Stated goal: Give the rows below again, switching each "Annotate" to "Mark" and leaving everything else unchanged.

Stored rows:
* START *
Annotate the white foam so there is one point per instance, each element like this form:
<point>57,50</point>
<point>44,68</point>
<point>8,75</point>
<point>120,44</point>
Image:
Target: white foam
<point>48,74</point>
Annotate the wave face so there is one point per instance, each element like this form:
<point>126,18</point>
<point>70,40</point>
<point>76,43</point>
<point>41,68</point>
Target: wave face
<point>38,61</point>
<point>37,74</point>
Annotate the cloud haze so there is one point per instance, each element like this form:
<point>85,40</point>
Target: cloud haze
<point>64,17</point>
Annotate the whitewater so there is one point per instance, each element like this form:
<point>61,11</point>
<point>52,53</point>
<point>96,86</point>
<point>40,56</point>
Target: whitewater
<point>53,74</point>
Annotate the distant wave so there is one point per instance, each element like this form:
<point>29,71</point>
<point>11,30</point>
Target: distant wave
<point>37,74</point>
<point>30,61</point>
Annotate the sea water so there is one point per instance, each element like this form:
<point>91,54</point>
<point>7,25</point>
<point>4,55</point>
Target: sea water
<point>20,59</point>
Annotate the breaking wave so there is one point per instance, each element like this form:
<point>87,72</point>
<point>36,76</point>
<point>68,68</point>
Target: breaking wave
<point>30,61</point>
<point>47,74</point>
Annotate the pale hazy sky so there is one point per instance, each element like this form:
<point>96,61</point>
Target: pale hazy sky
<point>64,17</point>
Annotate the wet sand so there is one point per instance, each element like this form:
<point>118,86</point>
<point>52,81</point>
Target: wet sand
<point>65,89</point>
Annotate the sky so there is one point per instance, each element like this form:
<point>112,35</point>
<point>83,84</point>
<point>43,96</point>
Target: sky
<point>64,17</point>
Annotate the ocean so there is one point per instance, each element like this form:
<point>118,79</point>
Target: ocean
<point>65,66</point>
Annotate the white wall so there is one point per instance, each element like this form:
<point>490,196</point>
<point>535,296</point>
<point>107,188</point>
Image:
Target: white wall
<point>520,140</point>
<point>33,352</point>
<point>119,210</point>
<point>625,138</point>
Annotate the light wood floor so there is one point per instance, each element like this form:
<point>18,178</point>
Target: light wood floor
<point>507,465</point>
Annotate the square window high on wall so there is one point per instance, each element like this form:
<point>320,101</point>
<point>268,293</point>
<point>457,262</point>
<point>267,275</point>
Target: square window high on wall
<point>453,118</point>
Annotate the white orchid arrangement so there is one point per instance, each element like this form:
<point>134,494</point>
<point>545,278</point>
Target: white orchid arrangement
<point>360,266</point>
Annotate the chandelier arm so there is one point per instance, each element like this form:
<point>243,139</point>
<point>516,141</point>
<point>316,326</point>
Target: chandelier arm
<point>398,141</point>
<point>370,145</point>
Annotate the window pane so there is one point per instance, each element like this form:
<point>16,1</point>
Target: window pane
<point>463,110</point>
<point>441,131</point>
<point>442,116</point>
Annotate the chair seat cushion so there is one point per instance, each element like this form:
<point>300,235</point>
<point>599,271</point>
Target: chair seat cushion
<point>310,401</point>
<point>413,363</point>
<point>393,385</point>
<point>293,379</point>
* END *
Reply to the task:
Mark the white foam so there is one point per instance, each element like this form:
<point>57,50</point>
<point>44,68</point>
<point>8,75</point>
<point>120,44</point>
Image:
Target: white foam
<point>48,74</point>
Mark the wave face so there is one point per instance, each element like this form:
<point>126,18</point>
<point>70,40</point>
<point>76,43</point>
<point>41,68</point>
Target: wave face
<point>38,61</point>
<point>37,74</point>
Mark the cloud haze so there is one point per instance, each element like this form:
<point>85,40</point>
Target: cloud haze
<point>64,17</point>
Mark the whitewater so there is one point per instance, each element like this form:
<point>61,11</point>
<point>52,53</point>
<point>96,86</point>
<point>40,56</point>
Target: whitewater
<point>53,74</point>
Mark the distant wave so there is one point per instance, each element like this form:
<point>29,71</point>
<point>11,30</point>
Target: distant wave
<point>37,74</point>
<point>30,61</point>
Mark the sea water so there is one point per instance, each element like this form:
<point>91,54</point>
<point>7,25</point>
<point>4,55</point>
Target: sea water
<point>20,59</point>
Mark the breaking wave so there is one point per instance, each element like this form:
<point>87,72</point>
<point>36,76</point>
<point>68,68</point>
Target: breaking wave
<point>30,61</point>
<point>47,74</point>
Mark the pale hazy sky so there is one point per instance, each element like this form:
<point>96,61</point>
Target: pale hazy sky
<point>64,17</point>
Mark the wet sand so there is one point per instance, each element like this form:
<point>118,86</point>
<point>52,81</point>
Target: wet sand
<point>65,89</point>
Mark the sky so there is one point per instance, each element like this form:
<point>112,35</point>
<point>83,84</point>
<point>43,96</point>
Target: sky
<point>64,17</point>
Mark the ocean so there is one point per instance, each element like this form:
<point>118,79</point>
Target: ocean
<point>65,66</point>
Mark the white wall so there is one point per instance, each element like this form:
<point>490,196</point>
<point>535,296</point>
<point>107,188</point>
Image:
Target: white wall
<point>520,140</point>
<point>33,352</point>
<point>119,210</point>
<point>625,138</point>
Mark the light wood floor so there is one point per instance, each element like this form:
<point>18,178</point>
Target: light wood floor
<point>507,465</point>
Mark the square window high on wall so there is one point per instance, each element like this form:
<point>320,101</point>
<point>268,293</point>
<point>457,262</point>
<point>267,275</point>
Target: square window high on wall
<point>453,118</point>
Mark the white orchid arrangement so there is one point per instance, each element like this form:
<point>134,494</point>
<point>545,278</point>
Target: white orchid arrangement
<point>360,266</point>
Mark the chandelier arm so there is one point per instance, each element like this form:
<point>243,139</point>
<point>516,141</point>
<point>316,326</point>
Target: chandelier arm
<point>398,141</point>
<point>370,145</point>
Mark the window pane so there is one point per instance, each element like this form:
<point>16,1</point>
Target: window pane
<point>463,110</point>
<point>441,131</point>
<point>442,116</point>
Mark the chair seat cushion so there is one point per instance, each element like this form:
<point>300,235</point>
<point>599,271</point>
Target: chair seat cushion
<point>310,401</point>
<point>413,363</point>
<point>393,385</point>
<point>293,379</point>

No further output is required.